> Required work
Could you return all of the records exactly as they stand?
*** Opening Listed records ***
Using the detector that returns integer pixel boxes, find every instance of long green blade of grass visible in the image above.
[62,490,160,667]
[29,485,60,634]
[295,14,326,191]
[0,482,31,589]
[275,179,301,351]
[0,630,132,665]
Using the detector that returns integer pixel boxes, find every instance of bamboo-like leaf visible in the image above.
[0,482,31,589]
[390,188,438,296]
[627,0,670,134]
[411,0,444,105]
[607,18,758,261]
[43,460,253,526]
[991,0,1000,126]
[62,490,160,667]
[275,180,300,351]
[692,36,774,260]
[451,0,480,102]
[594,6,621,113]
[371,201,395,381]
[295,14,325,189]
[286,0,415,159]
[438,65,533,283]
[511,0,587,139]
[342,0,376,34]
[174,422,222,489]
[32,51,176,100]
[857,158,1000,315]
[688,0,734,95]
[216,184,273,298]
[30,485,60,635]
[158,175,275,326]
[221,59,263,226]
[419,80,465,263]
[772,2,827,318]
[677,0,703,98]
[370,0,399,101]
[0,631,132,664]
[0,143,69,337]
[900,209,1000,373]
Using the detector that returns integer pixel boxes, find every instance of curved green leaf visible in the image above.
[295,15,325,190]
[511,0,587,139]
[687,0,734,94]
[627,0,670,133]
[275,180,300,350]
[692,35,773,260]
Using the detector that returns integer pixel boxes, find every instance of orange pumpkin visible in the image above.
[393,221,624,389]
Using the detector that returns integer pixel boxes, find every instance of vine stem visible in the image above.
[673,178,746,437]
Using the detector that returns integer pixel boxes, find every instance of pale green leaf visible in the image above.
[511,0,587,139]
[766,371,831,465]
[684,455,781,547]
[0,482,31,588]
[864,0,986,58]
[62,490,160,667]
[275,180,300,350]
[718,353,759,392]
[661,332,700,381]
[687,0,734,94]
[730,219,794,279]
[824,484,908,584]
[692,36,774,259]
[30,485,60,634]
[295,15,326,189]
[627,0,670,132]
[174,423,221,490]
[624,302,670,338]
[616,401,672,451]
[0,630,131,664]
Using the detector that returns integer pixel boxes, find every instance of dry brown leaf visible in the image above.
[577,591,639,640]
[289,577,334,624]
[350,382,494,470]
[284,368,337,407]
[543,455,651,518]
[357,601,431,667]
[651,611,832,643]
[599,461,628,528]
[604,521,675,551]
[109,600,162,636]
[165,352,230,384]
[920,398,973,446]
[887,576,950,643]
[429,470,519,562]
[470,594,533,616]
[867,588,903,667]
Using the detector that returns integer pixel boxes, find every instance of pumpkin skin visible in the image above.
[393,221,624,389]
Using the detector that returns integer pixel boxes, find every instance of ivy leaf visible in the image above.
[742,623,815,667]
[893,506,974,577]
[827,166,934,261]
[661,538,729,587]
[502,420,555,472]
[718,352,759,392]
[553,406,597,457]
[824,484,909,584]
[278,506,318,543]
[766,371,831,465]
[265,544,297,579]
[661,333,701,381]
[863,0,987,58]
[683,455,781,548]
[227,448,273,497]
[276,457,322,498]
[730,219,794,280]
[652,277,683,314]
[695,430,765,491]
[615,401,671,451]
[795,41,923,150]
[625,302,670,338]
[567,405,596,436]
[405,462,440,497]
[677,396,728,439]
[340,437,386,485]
*** Closing Listed records ***
> Solution for this exercise
Using the detector that returns integer pixel boxes, find every instance of long green blade of grass visible in the image above.
[62,490,160,667]
[29,485,60,634]
[295,14,326,191]
[0,482,31,589]
[275,179,301,351]
[0,630,132,665]
Using the detector that returns integer pixel boxes, find every instance of bamboo-like leaf visible in the image above.
[0,482,31,589]
[390,188,438,296]
[627,0,670,134]
[411,0,444,105]
[607,18,758,261]
[43,460,253,526]
[991,0,1000,126]
[62,490,160,667]
[275,180,300,351]
[692,36,774,260]
[451,0,480,102]
[594,6,621,113]
[371,201,395,381]
[295,14,325,189]
[286,0,415,159]
[438,65,533,283]
[511,0,587,139]
[342,0,376,34]
[174,422,222,489]
[32,51,176,100]
[857,158,1000,315]
[688,0,734,95]
[216,184,273,298]
[30,485,60,635]
[158,175,275,326]
[221,59,263,226]
[419,80,465,263]
[772,2,827,318]
[677,0,703,98]
[370,0,399,101]
[0,631,132,664]
[0,143,69,337]
[900,209,1000,373]
Using the detector that returns integer pixel boxes, find every instance of curved green leaf visible in the image above.
[295,15,325,190]
[511,0,587,139]
[687,0,734,94]
[627,0,670,133]
[275,180,300,350]
[692,35,773,260]
Using the detector that returns integer pixel boxes, find every instance of orange pumpkin visible in the image above.
[393,221,624,389]
Using the detector that returns integer pixel boxes, find every instance of vine stem visible in the image above.
[673,178,746,437]
Using the detector that returns integer pixel boxes, find every instance of pale green leaf visible in the image above.
[511,0,587,139]
[766,371,831,465]
[684,455,781,547]
[0,482,31,588]
[864,0,986,58]
[62,490,160,667]
[275,180,300,350]
[718,353,759,392]
[661,332,700,381]
[687,0,734,94]
[730,219,794,279]
[824,484,908,584]
[692,36,774,259]
[30,485,60,634]
[295,15,326,189]
[627,0,670,132]
[174,423,221,490]
[624,302,670,338]
[616,401,672,451]
[0,630,131,664]
Using the detector that returns integer pixel boxes, find every instance of dry brown leaf visible in the image above.
[577,591,639,640]
[289,577,334,624]
[350,382,494,470]
[284,368,337,407]
[543,455,651,518]
[357,601,431,667]
[651,611,832,643]
[599,461,628,528]
[604,521,675,551]
[109,600,162,636]
[165,352,230,384]
[920,398,973,446]
[887,576,950,643]
[429,470,519,562]
[470,594,533,616]
[867,588,903,667]
Using the detector that returns integer pixel boxes, find every instance of pumpkin skin visible in the image above.
[393,221,624,389]
Using the detector that returns integer pixel boxes, find every instance of ivy leaf visible in the image above.
[742,623,815,667]
[893,506,974,577]
[827,166,934,261]
[661,538,729,587]
[502,420,555,472]
[718,352,759,392]
[553,406,597,457]
[824,484,909,584]
[278,506,318,543]
[766,371,831,465]
[265,544,297,579]
[661,333,701,381]
[863,0,987,58]
[683,455,781,548]
[227,448,273,497]
[276,457,322,498]
[730,219,794,280]
[652,277,683,314]
[695,430,765,491]
[615,401,671,451]
[795,41,923,150]
[625,302,670,338]
[567,405,596,436]
[405,462,440,497]
[677,396,728,439]
[340,437,386,485]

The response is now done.